Start of Exercise materials

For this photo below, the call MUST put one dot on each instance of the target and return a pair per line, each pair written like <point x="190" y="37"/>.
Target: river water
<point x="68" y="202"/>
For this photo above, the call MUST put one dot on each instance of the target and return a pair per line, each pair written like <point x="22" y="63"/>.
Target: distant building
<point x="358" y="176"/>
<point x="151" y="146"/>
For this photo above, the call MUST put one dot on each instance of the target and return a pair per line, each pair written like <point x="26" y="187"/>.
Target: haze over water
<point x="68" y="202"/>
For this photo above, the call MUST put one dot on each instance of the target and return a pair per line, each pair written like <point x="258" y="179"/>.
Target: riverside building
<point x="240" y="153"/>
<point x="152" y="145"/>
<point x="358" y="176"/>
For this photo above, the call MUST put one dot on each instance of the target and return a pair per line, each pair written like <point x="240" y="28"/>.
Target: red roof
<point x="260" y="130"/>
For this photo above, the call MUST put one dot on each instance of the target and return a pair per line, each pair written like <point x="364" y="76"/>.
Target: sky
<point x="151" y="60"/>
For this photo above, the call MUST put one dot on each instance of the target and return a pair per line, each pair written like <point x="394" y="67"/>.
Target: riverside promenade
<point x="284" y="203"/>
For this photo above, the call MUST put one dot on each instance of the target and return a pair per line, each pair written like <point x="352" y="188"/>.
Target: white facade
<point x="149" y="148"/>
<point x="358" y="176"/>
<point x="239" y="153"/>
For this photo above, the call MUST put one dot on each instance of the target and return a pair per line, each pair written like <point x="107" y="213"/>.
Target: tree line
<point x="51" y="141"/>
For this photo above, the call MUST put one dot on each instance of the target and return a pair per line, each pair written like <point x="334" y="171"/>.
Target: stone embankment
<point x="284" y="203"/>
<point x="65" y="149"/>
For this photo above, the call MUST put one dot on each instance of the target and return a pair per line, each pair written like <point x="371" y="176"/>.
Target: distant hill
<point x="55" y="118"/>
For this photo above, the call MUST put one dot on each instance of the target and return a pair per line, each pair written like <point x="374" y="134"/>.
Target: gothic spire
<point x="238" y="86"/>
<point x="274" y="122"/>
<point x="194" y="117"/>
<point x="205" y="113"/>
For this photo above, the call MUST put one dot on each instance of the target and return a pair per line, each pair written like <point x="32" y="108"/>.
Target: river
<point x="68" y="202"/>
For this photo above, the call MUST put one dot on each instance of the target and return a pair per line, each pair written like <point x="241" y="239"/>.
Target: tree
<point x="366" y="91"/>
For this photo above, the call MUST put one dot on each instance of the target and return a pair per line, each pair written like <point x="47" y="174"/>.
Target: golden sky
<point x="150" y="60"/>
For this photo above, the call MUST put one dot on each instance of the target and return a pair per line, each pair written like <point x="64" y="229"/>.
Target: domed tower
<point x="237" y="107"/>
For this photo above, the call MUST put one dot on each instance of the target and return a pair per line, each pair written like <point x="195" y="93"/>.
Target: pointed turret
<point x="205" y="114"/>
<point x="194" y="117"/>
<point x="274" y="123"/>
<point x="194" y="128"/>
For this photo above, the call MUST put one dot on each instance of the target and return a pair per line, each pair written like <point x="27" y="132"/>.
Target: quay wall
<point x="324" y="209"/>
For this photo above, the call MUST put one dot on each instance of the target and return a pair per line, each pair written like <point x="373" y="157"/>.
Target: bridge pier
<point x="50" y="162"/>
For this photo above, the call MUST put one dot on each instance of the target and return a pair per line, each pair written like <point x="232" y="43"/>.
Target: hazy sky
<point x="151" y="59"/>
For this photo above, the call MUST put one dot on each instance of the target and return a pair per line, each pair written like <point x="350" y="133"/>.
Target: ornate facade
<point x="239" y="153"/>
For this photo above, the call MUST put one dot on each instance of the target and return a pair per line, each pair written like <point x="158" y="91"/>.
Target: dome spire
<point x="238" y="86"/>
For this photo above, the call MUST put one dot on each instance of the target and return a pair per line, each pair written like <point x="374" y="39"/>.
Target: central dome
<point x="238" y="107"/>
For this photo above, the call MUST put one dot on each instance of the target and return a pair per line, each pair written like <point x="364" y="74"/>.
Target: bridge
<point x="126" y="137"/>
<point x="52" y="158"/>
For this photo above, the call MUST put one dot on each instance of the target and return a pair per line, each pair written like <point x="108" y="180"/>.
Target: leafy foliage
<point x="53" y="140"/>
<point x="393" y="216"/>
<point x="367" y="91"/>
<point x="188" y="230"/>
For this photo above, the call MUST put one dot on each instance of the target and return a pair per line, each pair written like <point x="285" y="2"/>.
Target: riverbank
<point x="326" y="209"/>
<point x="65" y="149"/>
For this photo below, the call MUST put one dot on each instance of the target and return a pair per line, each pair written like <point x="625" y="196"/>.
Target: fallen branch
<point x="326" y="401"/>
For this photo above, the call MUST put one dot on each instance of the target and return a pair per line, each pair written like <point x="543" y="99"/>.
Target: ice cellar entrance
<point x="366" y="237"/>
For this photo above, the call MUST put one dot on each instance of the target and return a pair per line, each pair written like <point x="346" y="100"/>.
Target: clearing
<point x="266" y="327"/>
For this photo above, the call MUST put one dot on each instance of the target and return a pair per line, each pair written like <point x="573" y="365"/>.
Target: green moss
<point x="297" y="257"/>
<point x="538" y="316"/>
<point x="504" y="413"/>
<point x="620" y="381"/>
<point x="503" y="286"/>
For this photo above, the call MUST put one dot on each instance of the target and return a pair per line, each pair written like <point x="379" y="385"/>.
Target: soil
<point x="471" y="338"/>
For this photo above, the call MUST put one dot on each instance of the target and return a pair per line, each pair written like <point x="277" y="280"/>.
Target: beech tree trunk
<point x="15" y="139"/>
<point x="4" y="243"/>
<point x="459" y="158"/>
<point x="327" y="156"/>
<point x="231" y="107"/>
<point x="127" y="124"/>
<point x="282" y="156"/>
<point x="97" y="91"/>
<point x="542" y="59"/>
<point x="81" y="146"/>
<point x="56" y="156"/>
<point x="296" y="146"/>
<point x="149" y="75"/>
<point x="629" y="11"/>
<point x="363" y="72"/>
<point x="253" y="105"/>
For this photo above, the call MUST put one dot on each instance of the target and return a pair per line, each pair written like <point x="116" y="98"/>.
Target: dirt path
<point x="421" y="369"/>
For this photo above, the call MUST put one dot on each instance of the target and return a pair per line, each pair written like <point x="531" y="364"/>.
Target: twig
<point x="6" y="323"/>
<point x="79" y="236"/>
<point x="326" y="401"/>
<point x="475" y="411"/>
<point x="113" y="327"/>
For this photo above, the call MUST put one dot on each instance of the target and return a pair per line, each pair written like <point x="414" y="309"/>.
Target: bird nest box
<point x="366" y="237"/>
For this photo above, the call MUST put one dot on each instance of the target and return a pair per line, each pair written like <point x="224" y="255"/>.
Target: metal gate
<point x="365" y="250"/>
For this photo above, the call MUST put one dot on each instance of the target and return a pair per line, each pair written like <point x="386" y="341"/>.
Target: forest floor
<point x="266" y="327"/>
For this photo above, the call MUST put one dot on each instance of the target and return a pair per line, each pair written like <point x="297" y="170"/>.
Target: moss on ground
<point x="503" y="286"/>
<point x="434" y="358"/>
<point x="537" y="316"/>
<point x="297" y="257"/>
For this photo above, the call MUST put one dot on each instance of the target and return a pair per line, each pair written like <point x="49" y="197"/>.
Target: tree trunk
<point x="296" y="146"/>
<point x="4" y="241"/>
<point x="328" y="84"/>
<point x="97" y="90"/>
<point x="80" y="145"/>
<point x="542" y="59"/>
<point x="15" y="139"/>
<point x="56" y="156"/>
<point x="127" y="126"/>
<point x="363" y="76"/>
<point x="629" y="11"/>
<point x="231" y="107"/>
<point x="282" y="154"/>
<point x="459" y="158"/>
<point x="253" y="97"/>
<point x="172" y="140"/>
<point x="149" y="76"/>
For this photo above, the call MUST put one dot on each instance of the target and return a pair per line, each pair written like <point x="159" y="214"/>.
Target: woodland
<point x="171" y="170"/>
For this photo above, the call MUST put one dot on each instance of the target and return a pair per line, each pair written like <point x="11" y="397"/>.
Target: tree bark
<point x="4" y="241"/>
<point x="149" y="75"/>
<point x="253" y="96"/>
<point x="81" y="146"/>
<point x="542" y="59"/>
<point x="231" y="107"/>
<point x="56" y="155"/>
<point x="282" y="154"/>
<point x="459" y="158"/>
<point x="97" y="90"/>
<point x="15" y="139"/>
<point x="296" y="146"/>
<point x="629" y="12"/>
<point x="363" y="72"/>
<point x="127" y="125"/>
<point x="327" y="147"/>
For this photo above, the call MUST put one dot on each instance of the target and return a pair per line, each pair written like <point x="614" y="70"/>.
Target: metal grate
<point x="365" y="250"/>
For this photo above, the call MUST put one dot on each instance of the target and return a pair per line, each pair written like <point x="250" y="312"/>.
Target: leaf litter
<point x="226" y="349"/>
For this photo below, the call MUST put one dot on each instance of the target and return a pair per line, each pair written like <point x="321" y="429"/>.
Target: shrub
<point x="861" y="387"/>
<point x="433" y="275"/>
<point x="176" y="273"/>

End of Exercise materials
Start of Exercise materials

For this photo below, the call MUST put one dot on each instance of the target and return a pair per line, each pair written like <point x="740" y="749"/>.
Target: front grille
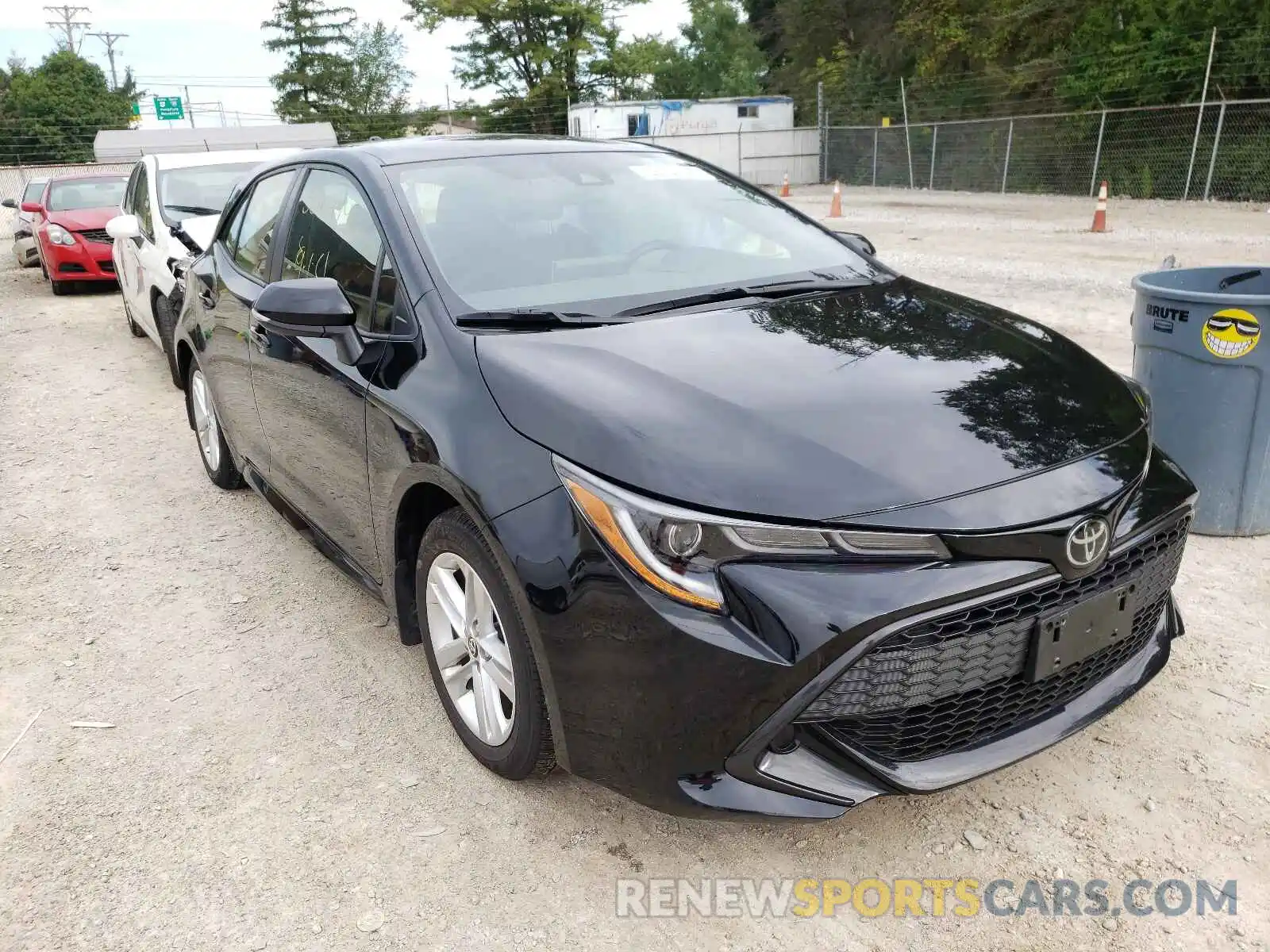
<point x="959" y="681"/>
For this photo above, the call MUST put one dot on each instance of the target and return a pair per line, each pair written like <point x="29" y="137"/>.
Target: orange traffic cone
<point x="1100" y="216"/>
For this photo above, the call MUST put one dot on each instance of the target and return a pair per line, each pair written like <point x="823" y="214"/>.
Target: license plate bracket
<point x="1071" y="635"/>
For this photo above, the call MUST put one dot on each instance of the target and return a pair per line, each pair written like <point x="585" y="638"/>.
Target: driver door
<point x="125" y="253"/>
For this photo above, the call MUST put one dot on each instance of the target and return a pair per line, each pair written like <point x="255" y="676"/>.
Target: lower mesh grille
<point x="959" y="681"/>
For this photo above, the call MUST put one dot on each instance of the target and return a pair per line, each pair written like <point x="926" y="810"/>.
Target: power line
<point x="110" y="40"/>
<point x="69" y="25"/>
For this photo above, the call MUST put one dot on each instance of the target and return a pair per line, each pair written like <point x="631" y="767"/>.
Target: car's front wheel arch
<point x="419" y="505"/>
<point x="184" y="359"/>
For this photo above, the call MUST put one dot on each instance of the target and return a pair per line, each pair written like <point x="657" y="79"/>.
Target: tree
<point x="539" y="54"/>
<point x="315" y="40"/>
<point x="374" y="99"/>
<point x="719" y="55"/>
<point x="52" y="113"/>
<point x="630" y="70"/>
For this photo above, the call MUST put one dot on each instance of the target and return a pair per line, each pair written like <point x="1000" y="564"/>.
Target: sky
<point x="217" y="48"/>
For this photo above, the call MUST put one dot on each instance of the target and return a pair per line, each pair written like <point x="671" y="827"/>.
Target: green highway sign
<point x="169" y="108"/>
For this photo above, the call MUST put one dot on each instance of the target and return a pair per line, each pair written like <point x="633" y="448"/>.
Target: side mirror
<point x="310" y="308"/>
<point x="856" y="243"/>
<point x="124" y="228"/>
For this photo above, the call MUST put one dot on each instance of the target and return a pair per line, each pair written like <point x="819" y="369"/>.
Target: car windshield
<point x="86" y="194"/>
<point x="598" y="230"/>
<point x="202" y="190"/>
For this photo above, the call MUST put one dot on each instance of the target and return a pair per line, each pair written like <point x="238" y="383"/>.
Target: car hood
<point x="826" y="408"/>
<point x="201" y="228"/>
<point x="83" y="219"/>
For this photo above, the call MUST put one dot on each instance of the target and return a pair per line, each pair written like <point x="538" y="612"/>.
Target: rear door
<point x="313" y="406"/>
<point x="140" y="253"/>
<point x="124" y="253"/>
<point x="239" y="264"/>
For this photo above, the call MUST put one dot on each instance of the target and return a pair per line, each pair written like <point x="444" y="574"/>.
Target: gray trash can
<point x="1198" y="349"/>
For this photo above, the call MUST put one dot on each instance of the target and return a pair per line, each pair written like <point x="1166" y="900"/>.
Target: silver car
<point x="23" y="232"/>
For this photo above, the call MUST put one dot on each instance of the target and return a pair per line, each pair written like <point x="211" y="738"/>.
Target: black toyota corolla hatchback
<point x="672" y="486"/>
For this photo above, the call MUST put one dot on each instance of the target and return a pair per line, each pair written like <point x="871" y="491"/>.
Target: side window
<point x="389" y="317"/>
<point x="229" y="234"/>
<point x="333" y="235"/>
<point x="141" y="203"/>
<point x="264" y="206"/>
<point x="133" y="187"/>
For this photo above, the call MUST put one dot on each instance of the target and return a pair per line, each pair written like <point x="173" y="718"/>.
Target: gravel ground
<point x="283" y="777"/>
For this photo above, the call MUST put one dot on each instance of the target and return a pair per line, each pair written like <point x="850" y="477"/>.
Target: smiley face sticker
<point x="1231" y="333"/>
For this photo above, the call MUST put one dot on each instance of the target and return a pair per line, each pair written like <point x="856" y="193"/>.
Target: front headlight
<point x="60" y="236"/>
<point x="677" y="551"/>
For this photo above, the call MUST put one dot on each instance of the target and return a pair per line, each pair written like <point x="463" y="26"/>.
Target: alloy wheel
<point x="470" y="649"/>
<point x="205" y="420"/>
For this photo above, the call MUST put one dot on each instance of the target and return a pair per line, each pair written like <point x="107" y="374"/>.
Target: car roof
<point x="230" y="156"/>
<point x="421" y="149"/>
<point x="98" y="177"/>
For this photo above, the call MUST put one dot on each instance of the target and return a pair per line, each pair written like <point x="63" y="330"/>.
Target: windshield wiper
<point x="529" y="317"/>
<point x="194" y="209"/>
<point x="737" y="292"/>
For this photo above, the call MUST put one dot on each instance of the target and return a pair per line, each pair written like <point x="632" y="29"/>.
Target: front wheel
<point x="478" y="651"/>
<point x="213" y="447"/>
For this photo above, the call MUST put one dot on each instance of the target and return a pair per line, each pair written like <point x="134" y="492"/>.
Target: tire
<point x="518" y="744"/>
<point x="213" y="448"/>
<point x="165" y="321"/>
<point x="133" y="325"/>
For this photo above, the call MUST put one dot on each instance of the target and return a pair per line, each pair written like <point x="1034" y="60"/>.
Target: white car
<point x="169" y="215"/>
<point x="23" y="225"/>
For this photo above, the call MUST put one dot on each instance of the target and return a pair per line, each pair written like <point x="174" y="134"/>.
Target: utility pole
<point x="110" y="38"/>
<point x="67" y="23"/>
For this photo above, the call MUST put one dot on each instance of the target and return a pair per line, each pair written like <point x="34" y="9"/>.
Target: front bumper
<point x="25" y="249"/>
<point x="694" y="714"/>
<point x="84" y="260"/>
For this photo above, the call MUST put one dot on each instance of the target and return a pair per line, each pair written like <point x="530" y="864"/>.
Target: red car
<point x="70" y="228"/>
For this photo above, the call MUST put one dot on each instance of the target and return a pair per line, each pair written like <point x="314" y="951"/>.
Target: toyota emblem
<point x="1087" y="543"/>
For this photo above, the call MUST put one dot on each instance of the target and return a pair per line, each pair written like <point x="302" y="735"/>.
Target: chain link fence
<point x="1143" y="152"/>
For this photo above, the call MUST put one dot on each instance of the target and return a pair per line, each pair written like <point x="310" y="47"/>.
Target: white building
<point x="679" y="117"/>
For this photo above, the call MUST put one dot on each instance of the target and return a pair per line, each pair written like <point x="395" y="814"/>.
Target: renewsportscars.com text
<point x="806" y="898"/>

End of Exercise materials

*Brief*
How many lines in the entries above contain the word "riverside"? Reply with the number only.

*Correct answer*
2